▸ **WORK TO COMPLETE**
The output should be limited to the line holding "Mark the tree" and the lines after it through the end of the entries, each restated exactly.

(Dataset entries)
-- -- --

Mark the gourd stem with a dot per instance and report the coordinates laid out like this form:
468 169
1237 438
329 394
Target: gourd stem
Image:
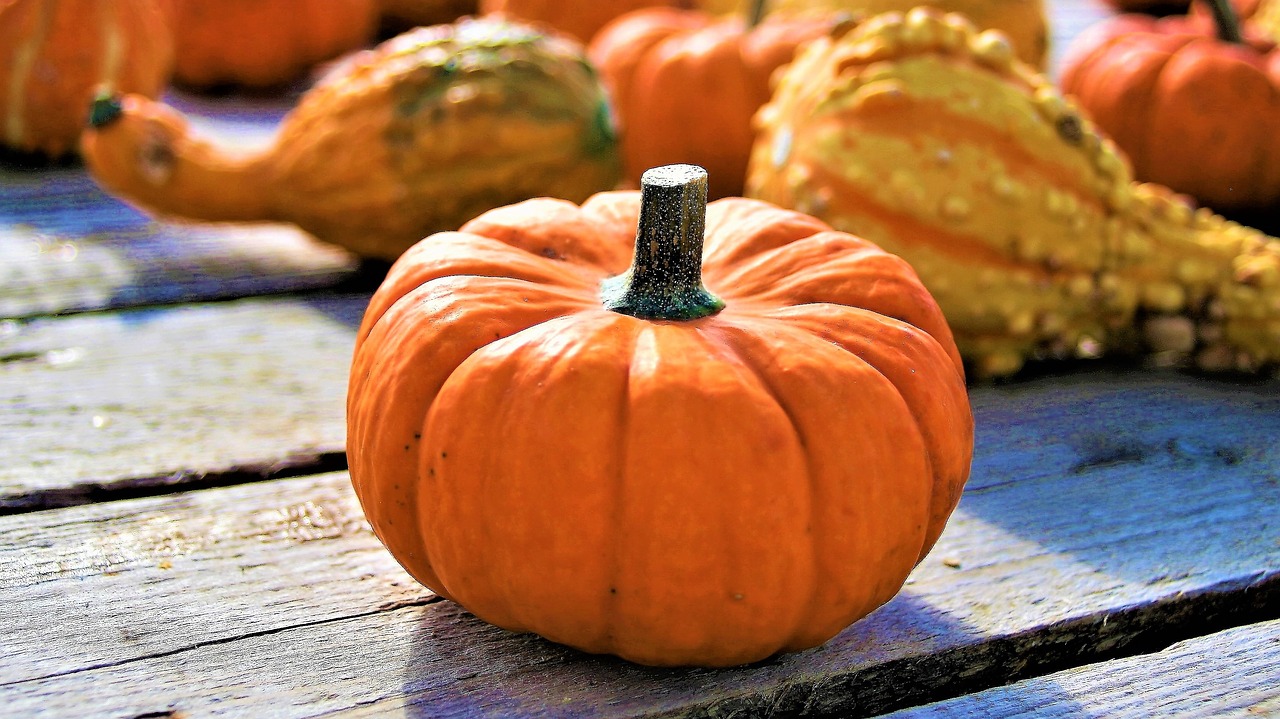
1226 21
664 280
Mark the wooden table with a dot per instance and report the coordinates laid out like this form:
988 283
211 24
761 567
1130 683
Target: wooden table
179 537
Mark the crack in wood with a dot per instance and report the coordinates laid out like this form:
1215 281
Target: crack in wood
196 646
173 482
1139 630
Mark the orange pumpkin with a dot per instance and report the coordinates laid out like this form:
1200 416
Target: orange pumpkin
54 55
577 18
686 83
629 461
1196 113
264 42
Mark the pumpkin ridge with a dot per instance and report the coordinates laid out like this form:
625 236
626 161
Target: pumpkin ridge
439 257
748 346
379 392
952 413
731 333
502 384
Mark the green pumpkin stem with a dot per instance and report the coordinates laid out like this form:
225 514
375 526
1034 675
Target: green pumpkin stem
105 109
1226 21
666 276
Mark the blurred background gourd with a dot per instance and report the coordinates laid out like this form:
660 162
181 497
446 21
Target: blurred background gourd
55 54
420 134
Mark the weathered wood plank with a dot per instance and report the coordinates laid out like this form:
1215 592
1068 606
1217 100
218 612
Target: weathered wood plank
141 399
68 246
275 595
1230 673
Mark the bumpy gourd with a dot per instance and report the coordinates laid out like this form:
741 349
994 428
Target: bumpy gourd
55 54
420 134
928 138
630 461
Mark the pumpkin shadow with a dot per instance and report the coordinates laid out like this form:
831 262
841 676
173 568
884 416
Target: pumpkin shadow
1142 476
461 667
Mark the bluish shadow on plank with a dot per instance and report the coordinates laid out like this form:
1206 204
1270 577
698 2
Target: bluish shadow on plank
1132 450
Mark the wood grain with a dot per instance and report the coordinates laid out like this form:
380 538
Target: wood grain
169 395
275 595
1229 673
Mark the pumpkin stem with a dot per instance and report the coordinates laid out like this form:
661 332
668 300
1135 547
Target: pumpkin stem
1226 21
666 276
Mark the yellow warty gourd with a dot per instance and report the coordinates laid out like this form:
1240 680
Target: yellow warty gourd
927 137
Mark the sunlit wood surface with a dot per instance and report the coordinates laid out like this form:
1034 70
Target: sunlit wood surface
178 536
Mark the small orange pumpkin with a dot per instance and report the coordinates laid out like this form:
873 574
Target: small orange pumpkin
1023 22
1196 113
576 18
264 42
631 462
686 83
54 55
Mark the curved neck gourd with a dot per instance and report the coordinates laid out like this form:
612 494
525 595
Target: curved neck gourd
151 156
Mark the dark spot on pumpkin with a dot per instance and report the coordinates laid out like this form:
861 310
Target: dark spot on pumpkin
1229 456
1070 128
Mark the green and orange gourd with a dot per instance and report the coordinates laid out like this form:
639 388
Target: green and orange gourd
263 44
419 134
56 54
732 443
928 138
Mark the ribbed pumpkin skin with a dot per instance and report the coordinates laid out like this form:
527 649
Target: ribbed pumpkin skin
1191 111
686 85
428 131
1024 22
924 137
676 493
54 54
264 42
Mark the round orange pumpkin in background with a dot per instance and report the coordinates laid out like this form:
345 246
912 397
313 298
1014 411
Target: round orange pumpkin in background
686 83
618 457
55 54
261 44
1193 104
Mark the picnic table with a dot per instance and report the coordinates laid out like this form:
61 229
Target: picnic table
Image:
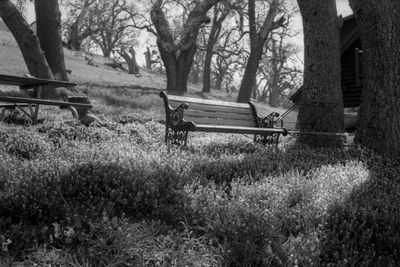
30 106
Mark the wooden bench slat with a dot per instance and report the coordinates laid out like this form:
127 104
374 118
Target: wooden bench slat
206 102
211 114
31 82
214 116
222 109
41 101
235 129
221 121
13 106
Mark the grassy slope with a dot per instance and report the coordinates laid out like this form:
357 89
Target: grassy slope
120 197
101 76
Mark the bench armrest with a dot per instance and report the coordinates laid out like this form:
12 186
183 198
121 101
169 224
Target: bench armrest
268 121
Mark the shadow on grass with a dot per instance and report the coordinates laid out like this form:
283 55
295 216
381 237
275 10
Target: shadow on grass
364 230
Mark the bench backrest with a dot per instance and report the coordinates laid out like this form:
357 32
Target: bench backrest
214 112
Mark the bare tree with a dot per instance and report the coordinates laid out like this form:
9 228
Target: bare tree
278 73
80 23
230 56
26 39
48 28
379 122
322 84
129 55
177 52
257 42
221 11
112 25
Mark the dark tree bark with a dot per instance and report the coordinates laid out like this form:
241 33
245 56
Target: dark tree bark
212 39
48 22
321 71
379 114
178 56
275 71
130 59
147 56
257 41
26 39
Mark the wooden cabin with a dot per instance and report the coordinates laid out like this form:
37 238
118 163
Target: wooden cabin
351 65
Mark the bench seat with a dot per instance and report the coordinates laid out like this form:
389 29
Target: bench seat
33 106
185 114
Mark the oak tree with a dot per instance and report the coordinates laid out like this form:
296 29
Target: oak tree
322 83
177 52
26 40
258 37
48 29
379 114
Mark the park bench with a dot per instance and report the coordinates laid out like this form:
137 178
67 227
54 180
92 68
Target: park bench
30 106
185 114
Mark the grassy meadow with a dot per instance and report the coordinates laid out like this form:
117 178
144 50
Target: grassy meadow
113 194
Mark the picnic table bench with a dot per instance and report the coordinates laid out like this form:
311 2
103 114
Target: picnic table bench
30 106
184 114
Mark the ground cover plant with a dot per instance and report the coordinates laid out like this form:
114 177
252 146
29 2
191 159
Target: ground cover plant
113 194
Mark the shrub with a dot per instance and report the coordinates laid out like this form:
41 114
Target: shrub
23 143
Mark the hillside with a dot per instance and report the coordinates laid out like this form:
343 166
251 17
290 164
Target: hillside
100 78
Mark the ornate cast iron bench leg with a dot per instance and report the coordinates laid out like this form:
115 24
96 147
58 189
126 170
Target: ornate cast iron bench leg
267 139
177 128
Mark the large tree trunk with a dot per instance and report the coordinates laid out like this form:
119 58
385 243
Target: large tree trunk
147 56
178 57
48 21
379 114
26 39
321 71
177 68
275 73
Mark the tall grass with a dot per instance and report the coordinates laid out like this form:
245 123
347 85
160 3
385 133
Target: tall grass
115 195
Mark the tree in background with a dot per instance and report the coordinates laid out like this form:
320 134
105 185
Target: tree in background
177 51
322 83
379 122
48 28
278 75
220 12
257 42
80 24
129 55
113 28
26 39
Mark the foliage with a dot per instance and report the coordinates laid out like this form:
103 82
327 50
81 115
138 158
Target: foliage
114 194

-- -- --

▸ **EXERCISE ANSWER**
Mark the tree in background with a dot per instance and report the coordinates laid out like this form:
320 134
105 185
Target: tree in background
177 51
322 83
379 122
48 28
278 75
220 12
257 42
80 24
129 55
113 28
26 39
Mark the foliage with a dot per instance and report the coordinates laid out like this form:
103 82
327 50
81 115
138 158
Target: foliage
114 194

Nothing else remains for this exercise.